Search the records below for "Target: steering wheel". Return that line and all remaining lines exactly.
───── Available records ─────
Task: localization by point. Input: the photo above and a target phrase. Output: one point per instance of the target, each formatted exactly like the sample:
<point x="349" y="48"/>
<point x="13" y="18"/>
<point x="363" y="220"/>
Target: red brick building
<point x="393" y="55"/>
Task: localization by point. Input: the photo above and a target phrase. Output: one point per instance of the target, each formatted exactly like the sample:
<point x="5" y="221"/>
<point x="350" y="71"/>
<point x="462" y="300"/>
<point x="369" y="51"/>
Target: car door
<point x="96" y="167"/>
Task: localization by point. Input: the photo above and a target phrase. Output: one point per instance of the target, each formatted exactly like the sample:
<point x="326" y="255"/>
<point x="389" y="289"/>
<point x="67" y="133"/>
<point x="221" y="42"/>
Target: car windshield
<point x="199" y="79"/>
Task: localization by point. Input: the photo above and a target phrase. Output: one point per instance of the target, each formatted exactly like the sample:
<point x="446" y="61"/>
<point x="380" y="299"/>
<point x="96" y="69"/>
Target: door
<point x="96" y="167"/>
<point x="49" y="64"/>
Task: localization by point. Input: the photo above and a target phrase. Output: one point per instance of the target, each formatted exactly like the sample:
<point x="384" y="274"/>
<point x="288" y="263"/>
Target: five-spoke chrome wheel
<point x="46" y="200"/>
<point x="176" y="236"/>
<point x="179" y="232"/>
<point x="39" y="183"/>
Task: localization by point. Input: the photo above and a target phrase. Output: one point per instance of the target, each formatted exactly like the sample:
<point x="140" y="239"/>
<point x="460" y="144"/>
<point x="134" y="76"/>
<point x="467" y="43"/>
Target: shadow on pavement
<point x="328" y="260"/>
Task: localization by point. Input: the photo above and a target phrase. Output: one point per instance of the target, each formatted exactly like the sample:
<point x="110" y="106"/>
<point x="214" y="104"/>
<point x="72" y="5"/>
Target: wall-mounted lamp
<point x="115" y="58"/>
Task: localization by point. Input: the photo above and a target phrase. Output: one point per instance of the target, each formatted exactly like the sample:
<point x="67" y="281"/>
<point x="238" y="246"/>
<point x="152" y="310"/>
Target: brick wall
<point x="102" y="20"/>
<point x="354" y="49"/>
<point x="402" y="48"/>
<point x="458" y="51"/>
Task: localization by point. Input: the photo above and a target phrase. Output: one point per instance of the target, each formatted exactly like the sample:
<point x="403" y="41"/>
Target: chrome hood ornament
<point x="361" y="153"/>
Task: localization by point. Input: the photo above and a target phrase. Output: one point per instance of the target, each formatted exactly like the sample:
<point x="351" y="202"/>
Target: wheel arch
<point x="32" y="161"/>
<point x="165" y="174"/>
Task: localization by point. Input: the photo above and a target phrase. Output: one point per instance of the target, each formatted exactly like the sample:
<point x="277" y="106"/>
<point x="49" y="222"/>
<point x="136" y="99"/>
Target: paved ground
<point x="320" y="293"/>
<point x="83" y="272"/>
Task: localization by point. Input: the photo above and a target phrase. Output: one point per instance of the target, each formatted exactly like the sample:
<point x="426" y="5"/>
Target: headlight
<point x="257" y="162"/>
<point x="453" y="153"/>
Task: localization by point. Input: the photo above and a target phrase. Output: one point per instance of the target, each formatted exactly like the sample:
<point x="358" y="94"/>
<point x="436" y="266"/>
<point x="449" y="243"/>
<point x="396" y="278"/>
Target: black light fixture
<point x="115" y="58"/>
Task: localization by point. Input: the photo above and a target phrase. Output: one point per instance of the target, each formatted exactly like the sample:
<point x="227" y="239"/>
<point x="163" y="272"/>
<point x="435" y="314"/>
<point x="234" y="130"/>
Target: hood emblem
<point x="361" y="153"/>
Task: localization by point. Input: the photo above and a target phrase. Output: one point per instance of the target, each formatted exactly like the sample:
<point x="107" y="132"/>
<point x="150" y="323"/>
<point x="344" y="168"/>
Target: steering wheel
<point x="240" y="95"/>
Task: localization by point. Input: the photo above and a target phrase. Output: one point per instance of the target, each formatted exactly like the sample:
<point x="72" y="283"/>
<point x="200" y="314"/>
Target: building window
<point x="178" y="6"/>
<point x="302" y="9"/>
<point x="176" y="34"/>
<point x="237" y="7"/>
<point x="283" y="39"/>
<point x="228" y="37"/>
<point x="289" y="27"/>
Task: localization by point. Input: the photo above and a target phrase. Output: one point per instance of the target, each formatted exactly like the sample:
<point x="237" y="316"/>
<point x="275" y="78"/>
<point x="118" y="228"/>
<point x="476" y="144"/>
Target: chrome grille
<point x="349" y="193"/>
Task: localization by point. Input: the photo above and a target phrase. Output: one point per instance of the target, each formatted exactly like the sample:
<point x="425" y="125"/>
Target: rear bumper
─────
__Answer to this task__:
Target: steering wheel
<point x="240" y="95"/>
Task: localization by point. Input: the photo above and a target phrase. Output: one point per instance of the target, each formatted exactly like the sample:
<point x="72" y="283"/>
<point x="200" y="314"/>
Target: building window
<point x="178" y="6"/>
<point x="302" y="9"/>
<point x="176" y="34"/>
<point x="237" y="7"/>
<point x="283" y="39"/>
<point x="228" y="37"/>
<point x="289" y="27"/>
Task: localization by point. Input: the photo above and a target phrase. Output: one point per instance of the target, each formatted exactly like the sample:
<point x="237" y="316"/>
<point x="275" y="78"/>
<point x="118" y="228"/>
<point x="476" y="144"/>
Target: chrome grille
<point x="349" y="193"/>
Task: localization by point. Input: the photo above and a target phrase. Output: one point per instance of the target, each formatted exactly like the sample:
<point x="425" y="125"/>
Target: rear bumper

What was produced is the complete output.